--- Begin ---

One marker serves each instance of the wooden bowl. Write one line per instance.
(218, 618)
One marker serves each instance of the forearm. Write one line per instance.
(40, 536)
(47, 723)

--- End ---

▶ [Objective]: Rewrite the data above, changing "marker" to "point" everywhere it occurs and leaving everything else the same.

▶ [Response]:
One point serves each instance of the wooden bowl. Write one line per instance.
(218, 618)
One point serves each instance of the forearm. Write one line per instance.
(40, 536)
(47, 723)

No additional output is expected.